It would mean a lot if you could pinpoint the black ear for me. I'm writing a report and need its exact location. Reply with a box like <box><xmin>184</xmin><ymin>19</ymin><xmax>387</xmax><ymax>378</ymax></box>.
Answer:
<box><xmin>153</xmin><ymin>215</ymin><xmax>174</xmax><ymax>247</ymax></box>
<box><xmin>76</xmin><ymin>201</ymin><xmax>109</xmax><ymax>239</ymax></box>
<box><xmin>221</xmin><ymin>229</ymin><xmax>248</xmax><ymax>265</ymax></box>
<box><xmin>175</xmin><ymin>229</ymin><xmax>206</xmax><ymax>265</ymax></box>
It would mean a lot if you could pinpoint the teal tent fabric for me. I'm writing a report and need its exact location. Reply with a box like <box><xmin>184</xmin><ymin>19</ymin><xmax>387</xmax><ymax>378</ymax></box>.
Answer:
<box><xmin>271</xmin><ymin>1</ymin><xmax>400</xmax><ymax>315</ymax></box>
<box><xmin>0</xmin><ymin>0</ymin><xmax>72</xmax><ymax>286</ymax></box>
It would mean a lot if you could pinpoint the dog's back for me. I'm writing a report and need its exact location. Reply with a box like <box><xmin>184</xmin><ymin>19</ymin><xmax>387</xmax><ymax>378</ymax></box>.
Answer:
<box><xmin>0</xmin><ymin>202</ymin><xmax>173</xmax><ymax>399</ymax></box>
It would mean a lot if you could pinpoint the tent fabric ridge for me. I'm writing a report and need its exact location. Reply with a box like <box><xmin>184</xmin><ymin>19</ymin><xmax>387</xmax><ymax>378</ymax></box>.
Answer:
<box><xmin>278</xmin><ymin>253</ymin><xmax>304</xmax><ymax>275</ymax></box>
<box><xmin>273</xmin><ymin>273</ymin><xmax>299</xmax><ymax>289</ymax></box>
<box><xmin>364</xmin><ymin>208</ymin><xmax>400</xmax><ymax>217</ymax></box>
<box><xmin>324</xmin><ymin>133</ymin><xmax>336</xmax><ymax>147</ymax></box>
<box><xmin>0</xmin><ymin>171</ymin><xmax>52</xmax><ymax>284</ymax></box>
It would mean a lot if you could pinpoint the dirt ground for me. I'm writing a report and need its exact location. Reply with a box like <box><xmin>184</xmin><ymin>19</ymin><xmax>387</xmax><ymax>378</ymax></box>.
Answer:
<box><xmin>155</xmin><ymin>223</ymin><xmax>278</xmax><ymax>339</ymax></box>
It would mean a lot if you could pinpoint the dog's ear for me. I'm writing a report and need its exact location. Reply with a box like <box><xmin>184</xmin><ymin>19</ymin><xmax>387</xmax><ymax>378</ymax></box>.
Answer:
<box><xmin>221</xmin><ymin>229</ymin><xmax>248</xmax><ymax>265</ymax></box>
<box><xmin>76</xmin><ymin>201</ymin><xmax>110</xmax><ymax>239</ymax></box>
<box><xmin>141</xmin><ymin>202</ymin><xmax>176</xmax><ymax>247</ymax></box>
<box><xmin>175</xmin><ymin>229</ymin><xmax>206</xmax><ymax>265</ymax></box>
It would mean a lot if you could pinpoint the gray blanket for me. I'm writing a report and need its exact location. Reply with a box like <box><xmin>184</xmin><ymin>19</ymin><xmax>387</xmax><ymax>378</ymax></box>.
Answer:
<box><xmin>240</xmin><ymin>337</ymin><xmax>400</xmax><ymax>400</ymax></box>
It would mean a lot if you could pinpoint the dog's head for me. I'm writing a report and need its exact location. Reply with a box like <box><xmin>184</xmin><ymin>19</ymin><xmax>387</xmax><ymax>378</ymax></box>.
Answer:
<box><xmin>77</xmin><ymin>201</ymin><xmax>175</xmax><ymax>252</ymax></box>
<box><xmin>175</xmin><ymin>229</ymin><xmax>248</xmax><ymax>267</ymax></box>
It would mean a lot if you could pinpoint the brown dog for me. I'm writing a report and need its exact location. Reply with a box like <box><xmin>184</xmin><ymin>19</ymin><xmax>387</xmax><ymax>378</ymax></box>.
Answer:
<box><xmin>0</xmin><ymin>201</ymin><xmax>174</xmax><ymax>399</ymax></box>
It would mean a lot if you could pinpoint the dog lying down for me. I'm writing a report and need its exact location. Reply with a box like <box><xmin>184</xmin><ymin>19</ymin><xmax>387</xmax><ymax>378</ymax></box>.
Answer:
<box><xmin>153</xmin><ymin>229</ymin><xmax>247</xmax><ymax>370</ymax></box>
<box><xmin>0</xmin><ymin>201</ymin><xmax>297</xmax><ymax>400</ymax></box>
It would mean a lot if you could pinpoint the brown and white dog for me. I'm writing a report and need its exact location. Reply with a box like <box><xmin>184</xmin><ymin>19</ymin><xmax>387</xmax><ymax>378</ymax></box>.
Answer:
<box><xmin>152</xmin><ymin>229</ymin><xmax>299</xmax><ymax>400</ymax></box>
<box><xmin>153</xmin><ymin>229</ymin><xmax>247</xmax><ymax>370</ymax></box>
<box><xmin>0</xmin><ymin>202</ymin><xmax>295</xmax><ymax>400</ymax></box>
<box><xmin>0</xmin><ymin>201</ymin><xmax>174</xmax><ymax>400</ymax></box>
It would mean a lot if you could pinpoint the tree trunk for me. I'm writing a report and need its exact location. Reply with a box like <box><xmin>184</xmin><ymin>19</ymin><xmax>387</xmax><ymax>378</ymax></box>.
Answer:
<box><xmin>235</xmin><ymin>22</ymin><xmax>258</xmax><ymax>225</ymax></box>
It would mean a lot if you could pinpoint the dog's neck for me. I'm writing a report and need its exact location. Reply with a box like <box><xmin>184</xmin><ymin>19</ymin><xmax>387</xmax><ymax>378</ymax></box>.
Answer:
=======
» Task directions
Please copy all of the rows above word for word, with no changes.

» Result
It would mean a lot if you could pinpoint the black ear for me. I'm writing a report and need its exact location. Reply with a box like <box><xmin>184</xmin><ymin>19</ymin><xmax>387</xmax><ymax>378</ymax></box>.
Answer:
<box><xmin>153</xmin><ymin>215</ymin><xmax>174</xmax><ymax>247</ymax></box>
<box><xmin>76</xmin><ymin>201</ymin><xmax>109</xmax><ymax>239</ymax></box>
<box><xmin>221</xmin><ymin>229</ymin><xmax>248</xmax><ymax>265</ymax></box>
<box><xmin>175</xmin><ymin>229</ymin><xmax>206</xmax><ymax>265</ymax></box>
It would mean a lot if you could pinpoint the teal tent fabric for me. I'm writing a report and need its exact location. Reply with a box like <box><xmin>184</xmin><ymin>19</ymin><xmax>387</xmax><ymax>378</ymax></box>.
Answer:
<box><xmin>271</xmin><ymin>1</ymin><xmax>400</xmax><ymax>315</ymax></box>
<box><xmin>0</xmin><ymin>0</ymin><xmax>72</xmax><ymax>286</ymax></box>
It would mean a lot if you could pinpoint the dog's back for me. I'm writing a report and need its exact location. Reply with a box like <box><xmin>184</xmin><ymin>19</ymin><xmax>387</xmax><ymax>378</ymax></box>.
Answer:
<box><xmin>0</xmin><ymin>202</ymin><xmax>173</xmax><ymax>399</ymax></box>
It would mean a lot if you could pinpoint the tent fabric ridge for me. I'm writing a report and need its exact location. Reply with a box like <box><xmin>184</xmin><ymin>19</ymin><xmax>387</xmax><ymax>378</ymax></box>.
Answer:
<box><xmin>278</xmin><ymin>253</ymin><xmax>304</xmax><ymax>275</ymax></box>
<box><xmin>273</xmin><ymin>273</ymin><xmax>299</xmax><ymax>289</ymax></box>
<box><xmin>364</xmin><ymin>208</ymin><xmax>400</xmax><ymax>217</ymax></box>
<box><xmin>324</xmin><ymin>133</ymin><xmax>336</xmax><ymax>147</ymax></box>
<box><xmin>0</xmin><ymin>171</ymin><xmax>52</xmax><ymax>284</ymax></box>
It would mean a lot if you could pinpoint the dirt ground for me. I'm writing a report and need its exact location. Reply with a box like <box><xmin>184</xmin><ymin>19</ymin><xmax>387</xmax><ymax>378</ymax></box>.
Answer:
<box><xmin>155</xmin><ymin>223</ymin><xmax>278</xmax><ymax>339</ymax></box>
It would mean a lot if you could pinpoint the dog's ear for me. I'm writing a report and need its exact location. Reply with a box like <box><xmin>184</xmin><ymin>19</ymin><xmax>387</xmax><ymax>378</ymax></box>.
Answer:
<box><xmin>221</xmin><ymin>229</ymin><xmax>248</xmax><ymax>265</ymax></box>
<box><xmin>76</xmin><ymin>201</ymin><xmax>110</xmax><ymax>239</ymax></box>
<box><xmin>141</xmin><ymin>202</ymin><xmax>176</xmax><ymax>247</ymax></box>
<box><xmin>175</xmin><ymin>229</ymin><xmax>206</xmax><ymax>265</ymax></box>
It would mean a lot if you could pinpoint the gray blanket for me. I'm writing a report and need its exact location. Reply with a box like <box><xmin>184</xmin><ymin>19</ymin><xmax>387</xmax><ymax>378</ymax></box>.
Answer:
<box><xmin>240</xmin><ymin>337</ymin><xmax>400</xmax><ymax>400</ymax></box>
It would mean a lot if you could pinpoint the dog's head for me. I'm writing a report and need its exact location. Reply with a box like <box><xmin>184</xmin><ymin>19</ymin><xmax>387</xmax><ymax>378</ymax></box>.
Answer:
<box><xmin>77</xmin><ymin>201</ymin><xmax>175</xmax><ymax>252</ymax></box>
<box><xmin>175</xmin><ymin>229</ymin><xmax>248</xmax><ymax>267</ymax></box>
It would mean a lot if you could pinpoint the brown dog for me. I'm writing a report and need its exact location. Reply with a box like <box><xmin>184</xmin><ymin>19</ymin><xmax>387</xmax><ymax>378</ymax></box>.
Answer:
<box><xmin>0</xmin><ymin>201</ymin><xmax>174</xmax><ymax>399</ymax></box>
It would mean a lot if you could pinpoint the dog lying down for me. I'm writing a report and need its exact location. Reply with a box like <box><xmin>184</xmin><ymin>19</ymin><xmax>387</xmax><ymax>378</ymax></box>.
Answer:
<box><xmin>153</xmin><ymin>229</ymin><xmax>247</xmax><ymax>370</ymax></box>
<box><xmin>0</xmin><ymin>201</ymin><xmax>297</xmax><ymax>400</ymax></box>
It would mean a lot if you could pinpoint the brown and white dog for me. I'm writing a report and need its exact location. Reply with a box like <box><xmin>184</xmin><ymin>19</ymin><xmax>387</xmax><ymax>378</ymax></box>.
Answer:
<box><xmin>152</xmin><ymin>229</ymin><xmax>299</xmax><ymax>400</ymax></box>
<box><xmin>153</xmin><ymin>229</ymin><xmax>247</xmax><ymax>370</ymax></box>
<box><xmin>0</xmin><ymin>202</ymin><xmax>295</xmax><ymax>400</ymax></box>
<box><xmin>0</xmin><ymin>201</ymin><xmax>174</xmax><ymax>400</ymax></box>
It would mean a lot if you could pinpoint the tree trunk for me. I'm writing a report and need its exact location. Reply with a box like <box><xmin>184</xmin><ymin>19</ymin><xmax>387</xmax><ymax>378</ymax></box>.
Answer:
<box><xmin>235</xmin><ymin>22</ymin><xmax>258</xmax><ymax>225</ymax></box>
It would mean a lot if you could pinpoint the dog's neck for me. I'm writing a report and need its exact location. Reply with a box like <box><xmin>184</xmin><ymin>19</ymin><xmax>387</xmax><ymax>378</ymax></box>.
Answer:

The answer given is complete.